[Excerpted records — start]

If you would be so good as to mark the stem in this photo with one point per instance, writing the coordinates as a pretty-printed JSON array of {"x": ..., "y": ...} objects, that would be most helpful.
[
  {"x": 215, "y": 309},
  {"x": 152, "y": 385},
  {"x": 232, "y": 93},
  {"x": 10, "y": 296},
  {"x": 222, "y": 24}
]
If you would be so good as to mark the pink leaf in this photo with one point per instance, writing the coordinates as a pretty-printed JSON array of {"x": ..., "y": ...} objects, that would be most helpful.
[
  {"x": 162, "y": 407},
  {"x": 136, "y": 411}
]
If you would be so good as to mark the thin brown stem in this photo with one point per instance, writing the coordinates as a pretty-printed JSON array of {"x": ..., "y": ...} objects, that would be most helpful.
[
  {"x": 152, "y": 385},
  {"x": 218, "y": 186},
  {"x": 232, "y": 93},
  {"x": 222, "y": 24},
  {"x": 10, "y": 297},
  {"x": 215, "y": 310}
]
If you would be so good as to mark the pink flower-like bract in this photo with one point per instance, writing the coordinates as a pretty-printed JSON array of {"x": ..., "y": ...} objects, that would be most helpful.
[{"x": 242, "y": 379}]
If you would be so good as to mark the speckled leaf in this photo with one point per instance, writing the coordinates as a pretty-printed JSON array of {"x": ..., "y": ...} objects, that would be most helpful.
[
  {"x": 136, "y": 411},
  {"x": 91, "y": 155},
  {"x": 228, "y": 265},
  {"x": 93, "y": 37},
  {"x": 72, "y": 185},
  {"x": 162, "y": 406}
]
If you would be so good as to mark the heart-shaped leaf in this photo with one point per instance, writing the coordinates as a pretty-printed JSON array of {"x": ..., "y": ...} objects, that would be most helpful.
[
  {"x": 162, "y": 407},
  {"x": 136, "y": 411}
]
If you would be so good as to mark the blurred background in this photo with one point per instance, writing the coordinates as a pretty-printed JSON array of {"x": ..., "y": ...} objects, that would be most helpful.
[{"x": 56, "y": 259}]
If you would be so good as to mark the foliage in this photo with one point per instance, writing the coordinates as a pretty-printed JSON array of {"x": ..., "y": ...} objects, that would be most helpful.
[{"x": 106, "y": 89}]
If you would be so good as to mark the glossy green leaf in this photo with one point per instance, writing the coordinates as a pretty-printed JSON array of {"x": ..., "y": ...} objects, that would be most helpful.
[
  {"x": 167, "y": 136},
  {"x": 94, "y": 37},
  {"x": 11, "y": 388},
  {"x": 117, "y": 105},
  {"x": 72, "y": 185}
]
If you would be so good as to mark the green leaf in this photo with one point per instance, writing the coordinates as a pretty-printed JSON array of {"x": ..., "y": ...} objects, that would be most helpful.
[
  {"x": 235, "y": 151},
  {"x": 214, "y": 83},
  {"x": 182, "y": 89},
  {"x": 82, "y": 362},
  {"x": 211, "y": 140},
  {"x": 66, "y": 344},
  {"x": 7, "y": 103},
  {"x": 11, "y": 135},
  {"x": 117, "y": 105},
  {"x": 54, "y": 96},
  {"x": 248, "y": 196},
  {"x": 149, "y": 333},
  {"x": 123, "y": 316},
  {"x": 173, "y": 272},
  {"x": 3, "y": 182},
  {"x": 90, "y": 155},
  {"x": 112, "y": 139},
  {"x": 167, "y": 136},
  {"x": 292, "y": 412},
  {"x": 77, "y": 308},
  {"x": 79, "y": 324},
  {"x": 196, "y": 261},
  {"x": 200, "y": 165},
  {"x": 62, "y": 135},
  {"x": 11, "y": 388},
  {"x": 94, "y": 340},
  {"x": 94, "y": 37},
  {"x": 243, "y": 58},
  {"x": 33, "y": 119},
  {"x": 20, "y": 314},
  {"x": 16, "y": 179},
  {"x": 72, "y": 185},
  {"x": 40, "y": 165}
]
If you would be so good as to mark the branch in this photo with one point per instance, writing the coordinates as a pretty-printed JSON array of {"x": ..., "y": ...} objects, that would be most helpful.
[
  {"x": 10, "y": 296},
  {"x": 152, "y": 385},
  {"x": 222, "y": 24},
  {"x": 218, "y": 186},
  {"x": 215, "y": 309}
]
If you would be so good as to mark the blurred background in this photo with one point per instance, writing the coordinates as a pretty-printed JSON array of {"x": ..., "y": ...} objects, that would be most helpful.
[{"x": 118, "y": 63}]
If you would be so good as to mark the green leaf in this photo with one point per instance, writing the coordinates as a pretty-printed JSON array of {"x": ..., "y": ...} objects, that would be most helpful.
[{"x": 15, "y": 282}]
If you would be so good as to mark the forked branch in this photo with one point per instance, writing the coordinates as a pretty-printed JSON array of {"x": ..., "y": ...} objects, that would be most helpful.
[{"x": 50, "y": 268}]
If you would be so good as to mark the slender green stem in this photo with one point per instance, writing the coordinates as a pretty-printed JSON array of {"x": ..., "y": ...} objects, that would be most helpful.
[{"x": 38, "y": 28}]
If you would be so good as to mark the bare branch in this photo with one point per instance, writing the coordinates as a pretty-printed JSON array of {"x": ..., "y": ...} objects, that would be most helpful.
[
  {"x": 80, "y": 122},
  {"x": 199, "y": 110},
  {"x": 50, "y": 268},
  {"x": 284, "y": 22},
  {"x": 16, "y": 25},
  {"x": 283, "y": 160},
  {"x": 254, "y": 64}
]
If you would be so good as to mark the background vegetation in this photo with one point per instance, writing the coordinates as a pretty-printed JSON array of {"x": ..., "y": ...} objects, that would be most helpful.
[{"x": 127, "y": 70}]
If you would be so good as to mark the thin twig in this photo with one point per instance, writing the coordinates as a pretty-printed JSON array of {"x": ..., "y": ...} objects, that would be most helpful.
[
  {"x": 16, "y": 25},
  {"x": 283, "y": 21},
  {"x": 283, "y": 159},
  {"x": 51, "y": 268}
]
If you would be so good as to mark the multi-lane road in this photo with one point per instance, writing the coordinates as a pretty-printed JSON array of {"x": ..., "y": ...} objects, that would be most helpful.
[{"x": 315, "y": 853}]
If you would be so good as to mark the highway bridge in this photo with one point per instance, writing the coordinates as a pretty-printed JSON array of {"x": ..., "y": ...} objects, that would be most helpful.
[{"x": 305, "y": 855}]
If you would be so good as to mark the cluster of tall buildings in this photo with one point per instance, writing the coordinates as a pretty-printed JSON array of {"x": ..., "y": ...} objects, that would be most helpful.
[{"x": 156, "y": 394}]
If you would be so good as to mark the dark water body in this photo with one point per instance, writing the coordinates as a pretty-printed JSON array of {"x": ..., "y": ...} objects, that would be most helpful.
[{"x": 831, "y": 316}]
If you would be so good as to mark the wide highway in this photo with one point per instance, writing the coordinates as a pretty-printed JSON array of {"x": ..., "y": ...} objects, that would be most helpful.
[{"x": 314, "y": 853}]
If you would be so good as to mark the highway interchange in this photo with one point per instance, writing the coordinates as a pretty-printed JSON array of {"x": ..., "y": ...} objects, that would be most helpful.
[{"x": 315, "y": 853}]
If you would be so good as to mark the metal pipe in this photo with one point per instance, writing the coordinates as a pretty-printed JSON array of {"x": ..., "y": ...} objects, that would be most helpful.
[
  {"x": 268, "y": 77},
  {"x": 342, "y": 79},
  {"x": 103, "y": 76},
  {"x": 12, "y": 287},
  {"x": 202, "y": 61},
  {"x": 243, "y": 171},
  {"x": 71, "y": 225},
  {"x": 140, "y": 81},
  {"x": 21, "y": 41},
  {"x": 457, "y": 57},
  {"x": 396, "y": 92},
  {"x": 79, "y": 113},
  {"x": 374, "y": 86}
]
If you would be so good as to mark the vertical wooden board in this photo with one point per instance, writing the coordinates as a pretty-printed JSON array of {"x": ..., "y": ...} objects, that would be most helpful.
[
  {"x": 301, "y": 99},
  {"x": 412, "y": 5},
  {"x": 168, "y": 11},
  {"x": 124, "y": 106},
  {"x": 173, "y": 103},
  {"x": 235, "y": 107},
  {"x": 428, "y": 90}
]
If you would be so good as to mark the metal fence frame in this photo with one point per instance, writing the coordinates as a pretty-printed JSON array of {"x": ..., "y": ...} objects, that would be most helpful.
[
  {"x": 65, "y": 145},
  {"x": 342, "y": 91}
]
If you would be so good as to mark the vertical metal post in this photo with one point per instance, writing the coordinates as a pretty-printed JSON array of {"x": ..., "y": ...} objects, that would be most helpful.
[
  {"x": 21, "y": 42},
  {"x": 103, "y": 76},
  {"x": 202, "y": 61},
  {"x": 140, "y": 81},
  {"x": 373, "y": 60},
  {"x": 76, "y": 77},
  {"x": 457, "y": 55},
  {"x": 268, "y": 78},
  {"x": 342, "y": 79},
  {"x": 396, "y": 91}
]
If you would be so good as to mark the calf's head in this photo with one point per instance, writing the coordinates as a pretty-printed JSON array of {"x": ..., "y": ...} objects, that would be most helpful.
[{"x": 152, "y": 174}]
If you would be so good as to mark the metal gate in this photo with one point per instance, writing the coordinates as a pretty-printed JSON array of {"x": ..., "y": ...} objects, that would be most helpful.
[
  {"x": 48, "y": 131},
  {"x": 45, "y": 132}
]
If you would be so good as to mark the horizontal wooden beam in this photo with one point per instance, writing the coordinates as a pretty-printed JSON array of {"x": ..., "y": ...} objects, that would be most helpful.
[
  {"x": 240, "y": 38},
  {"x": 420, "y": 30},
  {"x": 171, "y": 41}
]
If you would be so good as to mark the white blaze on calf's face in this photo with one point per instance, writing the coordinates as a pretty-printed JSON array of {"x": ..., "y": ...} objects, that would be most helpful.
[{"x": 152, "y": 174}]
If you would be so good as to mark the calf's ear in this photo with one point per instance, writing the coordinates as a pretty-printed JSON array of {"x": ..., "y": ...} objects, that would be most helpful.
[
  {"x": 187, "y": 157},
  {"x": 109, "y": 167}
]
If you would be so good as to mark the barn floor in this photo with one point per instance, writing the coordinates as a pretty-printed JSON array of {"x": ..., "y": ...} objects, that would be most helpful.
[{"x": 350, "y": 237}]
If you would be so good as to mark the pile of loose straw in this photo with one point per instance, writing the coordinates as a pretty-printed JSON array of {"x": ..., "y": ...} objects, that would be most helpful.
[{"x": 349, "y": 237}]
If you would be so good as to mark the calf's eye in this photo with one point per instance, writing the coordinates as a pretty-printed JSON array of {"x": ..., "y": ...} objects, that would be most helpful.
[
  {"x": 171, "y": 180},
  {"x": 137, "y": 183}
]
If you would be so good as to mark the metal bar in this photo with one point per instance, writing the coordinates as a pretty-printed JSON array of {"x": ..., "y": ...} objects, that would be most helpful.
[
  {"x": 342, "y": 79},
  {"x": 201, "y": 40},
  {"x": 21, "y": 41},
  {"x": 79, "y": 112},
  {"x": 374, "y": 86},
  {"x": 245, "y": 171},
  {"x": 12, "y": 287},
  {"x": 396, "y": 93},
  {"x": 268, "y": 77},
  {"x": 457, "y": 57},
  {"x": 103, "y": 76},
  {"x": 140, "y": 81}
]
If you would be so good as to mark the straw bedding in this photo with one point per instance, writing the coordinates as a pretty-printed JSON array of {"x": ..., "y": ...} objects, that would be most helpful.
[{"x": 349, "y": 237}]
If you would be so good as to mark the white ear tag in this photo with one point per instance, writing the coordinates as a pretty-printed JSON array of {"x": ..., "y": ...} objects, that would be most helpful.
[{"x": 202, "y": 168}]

[Excerpted records — finish]

◆ **Your assignment**
Reproduce nothing but the lines from the line containing "the white blaze" to the last line of the data, each exactly as written.

◆ **Task answer**
If you would be so good as to mark the white blaze on calf's face in this photo with one point per instance, writing the coordinates as a pretty-printed JSON array of {"x": ..., "y": ...} objects, that would be most helpful.
[{"x": 152, "y": 174}]
If you would be so good as to mark the calf's ear in this photo with one point per instance, writing the coordinates as a pretty-printed JSON array of {"x": ..., "y": ...} objects, that would be most helpful.
[
  {"x": 187, "y": 157},
  {"x": 109, "y": 167}
]
If you would be so good as to mark the barn floor in this photo with one point per instance, writing the coordinates as a pretty-printed JSON array of {"x": ..., "y": ...} objects, that would be most helpful.
[{"x": 350, "y": 237}]
If you would be so good as to mark the pile of loose straw in this photo with one point per instance, writing the coordinates as a pretty-printed JSON array of {"x": ..., "y": ...} objects, that would be most helpful.
[{"x": 349, "y": 237}]
If you would be so good as to mark the calf's eye in this photo with one point per instance, writing the coordinates as a pretty-printed JSON array of {"x": ..., "y": ...} objects, that would be most helpful.
[
  {"x": 171, "y": 180},
  {"x": 137, "y": 183}
]
If you would be so good as to mark the metal bar in this photo with one point per instance, writing the coordinates as a pretty-printed JSON array of {"x": ..., "y": ...} objects, that would be most helpful.
[
  {"x": 342, "y": 79},
  {"x": 201, "y": 40},
  {"x": 21, "y": 41},
  {"x": 79, "y": 112},
  {"x": 374, "y": 86},
  {"x": 245, "y": 171},
  {"x": 12, "y": 287},
  {"x": 396, "y": 93},
  {"x": 268, "y": 77},
  {"x": 457, "y": 57},
  {"x": 103, "y": 76},
  {"x": 140, "y": 81}
]
If you would be so good as to mark the straw bedding in this photo with one point per instance, writing the coordinates as a pretty-printed JSON array of {"x": ..., "y": ...} objects, that would be most helpful.
[{"x": 349, "y": 237}]
If you would be so good as to mark the white ear tag in this photo with one point per instance, writing the coordinates as a pretty-printed JSON array of {"x": ..., "y": ...} objects, that would be most helpful.
[{"x": 202, "y": 168}]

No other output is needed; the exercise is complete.